#### STATED TASK:
Rewrite the rows below with every "Draw the outline" replaced by "Trace the outline", keeping everything else the same.

□ □ □ □ □ □ □

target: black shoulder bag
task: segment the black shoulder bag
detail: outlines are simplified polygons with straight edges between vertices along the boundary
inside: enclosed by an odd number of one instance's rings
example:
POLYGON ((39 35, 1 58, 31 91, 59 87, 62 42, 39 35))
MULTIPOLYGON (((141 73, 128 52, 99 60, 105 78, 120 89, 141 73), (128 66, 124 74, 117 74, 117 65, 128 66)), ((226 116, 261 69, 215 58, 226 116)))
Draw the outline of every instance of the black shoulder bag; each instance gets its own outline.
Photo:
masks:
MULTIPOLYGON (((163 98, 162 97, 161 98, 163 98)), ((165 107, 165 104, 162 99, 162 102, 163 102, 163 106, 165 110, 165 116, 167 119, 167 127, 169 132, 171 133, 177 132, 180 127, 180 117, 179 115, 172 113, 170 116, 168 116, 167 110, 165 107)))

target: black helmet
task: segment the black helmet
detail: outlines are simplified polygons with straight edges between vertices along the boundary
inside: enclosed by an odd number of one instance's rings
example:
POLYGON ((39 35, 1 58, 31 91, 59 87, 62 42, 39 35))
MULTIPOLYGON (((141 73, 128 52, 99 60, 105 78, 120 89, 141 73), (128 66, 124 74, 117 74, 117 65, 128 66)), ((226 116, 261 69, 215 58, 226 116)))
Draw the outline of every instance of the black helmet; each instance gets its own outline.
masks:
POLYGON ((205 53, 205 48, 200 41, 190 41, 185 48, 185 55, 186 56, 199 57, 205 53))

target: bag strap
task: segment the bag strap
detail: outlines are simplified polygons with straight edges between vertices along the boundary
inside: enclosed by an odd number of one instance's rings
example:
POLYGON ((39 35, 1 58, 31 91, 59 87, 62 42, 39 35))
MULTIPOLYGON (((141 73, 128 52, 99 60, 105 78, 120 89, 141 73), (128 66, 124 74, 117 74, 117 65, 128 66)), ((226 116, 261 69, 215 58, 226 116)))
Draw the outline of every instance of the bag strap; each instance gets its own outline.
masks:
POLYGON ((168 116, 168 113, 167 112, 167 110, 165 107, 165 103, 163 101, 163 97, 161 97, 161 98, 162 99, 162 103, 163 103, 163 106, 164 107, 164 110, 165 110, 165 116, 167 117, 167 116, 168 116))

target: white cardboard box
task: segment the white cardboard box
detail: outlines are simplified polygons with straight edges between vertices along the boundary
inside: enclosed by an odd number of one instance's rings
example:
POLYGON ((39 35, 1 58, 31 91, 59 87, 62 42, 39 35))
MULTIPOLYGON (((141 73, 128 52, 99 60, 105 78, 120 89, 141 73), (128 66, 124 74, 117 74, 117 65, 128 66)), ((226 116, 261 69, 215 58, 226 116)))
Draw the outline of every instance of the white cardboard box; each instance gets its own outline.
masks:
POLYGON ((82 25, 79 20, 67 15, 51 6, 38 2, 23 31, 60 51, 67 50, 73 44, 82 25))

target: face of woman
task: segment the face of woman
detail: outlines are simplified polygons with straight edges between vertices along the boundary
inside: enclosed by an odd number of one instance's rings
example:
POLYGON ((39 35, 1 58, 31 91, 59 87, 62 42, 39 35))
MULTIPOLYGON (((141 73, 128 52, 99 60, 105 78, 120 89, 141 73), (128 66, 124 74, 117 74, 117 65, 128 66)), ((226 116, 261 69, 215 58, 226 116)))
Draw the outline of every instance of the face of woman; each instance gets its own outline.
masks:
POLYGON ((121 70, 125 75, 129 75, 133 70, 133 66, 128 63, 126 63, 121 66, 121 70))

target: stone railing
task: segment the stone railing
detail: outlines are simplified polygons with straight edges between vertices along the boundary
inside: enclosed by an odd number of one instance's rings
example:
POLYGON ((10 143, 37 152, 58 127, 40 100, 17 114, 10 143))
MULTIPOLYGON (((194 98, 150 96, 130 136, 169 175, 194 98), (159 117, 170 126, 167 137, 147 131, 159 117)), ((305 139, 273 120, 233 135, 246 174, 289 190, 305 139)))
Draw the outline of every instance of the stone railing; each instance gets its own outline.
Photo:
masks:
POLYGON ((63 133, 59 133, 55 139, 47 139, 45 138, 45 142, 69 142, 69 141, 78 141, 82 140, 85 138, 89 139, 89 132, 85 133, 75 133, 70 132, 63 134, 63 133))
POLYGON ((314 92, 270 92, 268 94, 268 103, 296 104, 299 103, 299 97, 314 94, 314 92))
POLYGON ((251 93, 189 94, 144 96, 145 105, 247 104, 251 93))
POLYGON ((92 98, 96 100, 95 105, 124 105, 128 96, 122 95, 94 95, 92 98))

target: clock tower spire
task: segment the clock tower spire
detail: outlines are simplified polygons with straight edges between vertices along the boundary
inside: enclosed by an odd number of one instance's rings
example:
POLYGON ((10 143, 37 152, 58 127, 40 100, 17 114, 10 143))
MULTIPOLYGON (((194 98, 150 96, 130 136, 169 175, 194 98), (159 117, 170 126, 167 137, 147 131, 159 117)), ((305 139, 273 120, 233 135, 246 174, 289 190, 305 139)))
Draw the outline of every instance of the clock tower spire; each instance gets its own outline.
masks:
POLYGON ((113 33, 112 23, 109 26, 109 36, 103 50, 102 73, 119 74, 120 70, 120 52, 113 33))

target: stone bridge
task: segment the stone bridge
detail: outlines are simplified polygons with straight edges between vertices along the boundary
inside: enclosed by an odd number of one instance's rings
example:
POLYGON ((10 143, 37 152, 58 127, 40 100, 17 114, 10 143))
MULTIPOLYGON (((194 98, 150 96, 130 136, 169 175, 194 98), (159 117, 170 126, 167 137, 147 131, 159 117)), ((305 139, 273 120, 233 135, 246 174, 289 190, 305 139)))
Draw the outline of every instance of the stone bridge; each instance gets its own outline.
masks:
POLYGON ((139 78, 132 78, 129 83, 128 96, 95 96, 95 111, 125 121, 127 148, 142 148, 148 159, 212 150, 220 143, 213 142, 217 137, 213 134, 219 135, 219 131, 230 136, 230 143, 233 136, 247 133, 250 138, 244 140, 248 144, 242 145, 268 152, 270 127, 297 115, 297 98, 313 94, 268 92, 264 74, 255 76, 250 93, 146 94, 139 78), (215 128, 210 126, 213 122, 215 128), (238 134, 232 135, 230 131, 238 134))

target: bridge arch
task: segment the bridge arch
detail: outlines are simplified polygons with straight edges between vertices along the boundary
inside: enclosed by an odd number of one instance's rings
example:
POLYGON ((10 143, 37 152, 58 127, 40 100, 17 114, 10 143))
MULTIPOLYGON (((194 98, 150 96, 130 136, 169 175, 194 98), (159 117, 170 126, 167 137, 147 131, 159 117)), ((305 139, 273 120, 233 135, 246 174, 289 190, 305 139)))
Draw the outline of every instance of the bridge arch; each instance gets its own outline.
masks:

□ □ □ □ □ □ □

#### WRITTEN RESPONSE:
target: black shoulder bag
task: segment the black shoulder bag
detail: outlines are simplified polygons with straight edges between vertices along the boundary
inside: enclosed by an odd number of one instance's rings
example:
POLYGON ((39 35, 1 58, 31 91, 59 87, 62 42, 39 35))
MULTIPOLYGON (((141 73, 128 52, 99 60, 105 78, 120 89, 141 73), (128 66, 124 74, 117 74, 117 65, 128 66)), ((226 116, 261 69, 215 58, 226 116)))
Trace the outline of every instance of the black shoulder bag; each instance gets its own outline.
Photo:
masks:
MULTIPOLYGON (((163 98, 162 97, 161 98, 163 98)), ((165 107, 165 104, 162 99, 162 102, 163 102, 163 106, 165 110, 165 116, 167 119, 167 127, 169 132, 171 133, 177 132, 180 127, 180 117, 179 115, 172 113, 170 116, 168 116, 167 110, 165 107)))

target: black helmet
task: segment the black helmet
detail: outlines are simplified polygons with straight edges between vertices along the boundary
inside: enclosed by an odd number of one instance's rings
example:
POLYGON ((39 35, 1 58, 31 91, 59 87, 62 42, 39 35))
MULTIPOLYGON (((141 73, 128 52, 99 60, 105 78, 120 89, 141 73), (128 66, 124 74, 117 74, 117 65, 128 66)), ((226 116, 261 69, 215 58, 226 116)))
Trace the outline of every instance of the black helmet; each instance gets its own outline.
masks:
POLYGON ((205 53, 205 48, 200 41, 190 41, 185 48, 185 55, 186 56, 199 57, 205 53))

target: bag strap
task: segment the bag strap
detail: outlines are simplified polygons with straight edges between vertices along the boundary
inside: enclosed by an odd number of one instance's rings
example:
POLYGON ((39 35, 1 58, 31 91, 59 87, 62 42, 39 35))
MULTIPOLYGON (((141 73, 128 52, 99 60, 105 78, 120 89, 141 73), (128 66, 124 74, 117 74, 117 65, 128 66)), ((226 116, 261 69, 215 58, 226 116)))
Trace the outline of every instance of the bag strap; each instance gets its own outline.
masks:
POLYGON ((168 116, 168 113, 167 112, 167 110, 165 107, 165 103, 163 101, 163 97, 161 97, 161 98, 162 99, 162 103, 163 103, 163 106, 164 107, 164 110, 165 110, 165 116, 167 117, 167 116, 168 116))

target: white cardboard box
task: segment the white cardboard box
detail: outlines are simplified polygons with straight edges between vertices along the boundary
inside: enclosed by an odd number of one instance's rings
example:
POLYGON ((39 35, 1 58, 31 91, 59 87, 62 42, 39 35))
MULTIPOLYGON (((141 73, 128 52, 99 60, 105 78, 120 89, 141 73), (128 66, 124 74, 117 74, 117 65, 128 66)), ((226 116, 261 69, 215 58, 226 116)))
Trace the outline of every instance of the white cardboard box; each instance gets its own outline.
masks:
POLYGON ((82 25, 79 20, 67 15, 51 6, 38 2, 23 31, 60 51, 67 50, 73 44, 82 25))

target: face of woman
task: segment the face of woman
detail: outlines are simplified polygons with straight edges between vertices along the boundary
inside: enclosed by an odd number of one instance's rings
example:
POLYGON ((39 35, 1 58, 31 91, 59 87, 62 42, 39 35))
MULTIPOLYGON (((141 73, 128 52, 99 60, 105 78, 120 89, 141 73), (128 66, 124 74, 117 74, 117 65, 128 66)), ((226 116, 261 69, 215 58, 226 116)))
Trace the outline of every instance of the face of woman; each instance gets its own outline.
masks:
POLYGON ((121 70, 125 75, 129 75, 133 70, 133 66, 128 63, 126 63, 121 66, 121 70))

target: stone railing
task: segment the stone railing
detail: outlines are simplified polygons with straight edges between vertices along the boundary
inside: enclosed by an odd number of one instance's rings
example:
POLYGON ((10 143, 37 152, 58 127, 40 100, 17 114, 10 143))
MULTIPOLYGON (((194 98, 150 96, 130 136, 169 175, 194 98), (159 117, 170 126, 167 137, 147 131, 159 117)), ((305 139, 273 120, 233 135, 246 174, 289 190, 305 139)))
Trace the outline of every instance of the stone railing; each instance gets its own outline.
Photo:
masks:
POLYGON ((63 133, 59 133, 55 139, 47 139, 45 138, 45 142, 69 142, 69 141, 78 141, 82 140, 85 138, 89 139, 89 132, 85 133, 75 133, 70 132, 63 134, 63 133))
POLYGON ((314 92, 270 92, 268 94, 268 103, 296 104, 299 103, 299 97, 314 94, 314 92))
POLYGON ((251 93, 189 94, 144 96, 145 105, 247 104, 251 93))
POLYGON ((92 98, 96 100, 95 105, 124 105, 128 96, 122 95, 94 95, 92 98))

target: clock tower spire
task: segment the clock tower spire
detail: outlines are simplified polygons with straight edges between vertices along the boundary
inside: enclosed by an odd number of one instance's rings
example:
POLYGON ((10 143, 37 152, 58 127, 40 100, 17 114, 10 143))
MULTIPOLYGON (((194 98, 150 96, 130 136, 169 175, 194 98), (159 117, 170 126, 167 137, 147 131, 159 117)), ((305 139, 273 120, 233 135, 246 174, 289 190, 305 139)))
Trace the outline of every instance of the clock tower spire; each instance gets its own outline.
masks:
POLYGON ((113 33, 112 23, 109 26, 109 36, 103 50, 102 73, 119 74, 120 70, 120 52, 113 33))

target: stone bridge
task: segment the stone bridge
detail: outlines are simplified polygons with straight edges between vertices along the boundary
inside: enclosed by an odd number of one instance's rings
example:
POLYGON ((10 143, 37 152, 58 127, 40 100, 17 114, 10 143))
MULTIPOLYGON (((194 98, 150 96, 130 136, 169 175, 194 98), (159 117, 170 126, 167 137, 147 131, 159 117)), ((305 139, 273 120, 233 135, 246 174, 289 190, 305 139)))
Trace the outline of every instance of the stone bridge; each instance gets its own outline.
masks:
POLYGON ((139 78, 132 78, 129 83, 128 96, 95 96, 95 111, 125 121, 127 148, 142 148, 148 159, 212 150, 220 143, 213 142, 217 137, 213 134, 219 135, 219 131, 230 136, 230 143, 233 136, 247 133, 250 138, 244 140, 248 144, 242 145, 268 152, 270 127, 297 115, 297 98, 313 94, 268 92, 264 74, 255 76, 250 93, 146 94, 139 78), (215 128, 210 126, 213 122, 215 128), (238 134, 232 135, 230 131, 238 134))

target: bridge arch
task: segment the bridge arch
detail: outlines are simplified polygons with straight edges between vertices along the boundary
inside: enclosed by an odd number of one instance's rings
example:
POLYGON ((10 143, 37 152, 58 127, 40 100, 17 114, 10 143))
MULTIPOLYGON (((194 98, 150 96, 130 136, 169 175, 194 98), (159 117, 170 126, 167 137, 147 131, 159 117)), ((305 139, 273 120, 233 135, 246 174, 289 190, 305 139)))
Trace the outline of every instance of the bridge arch; each instance gets its own outline.
masks:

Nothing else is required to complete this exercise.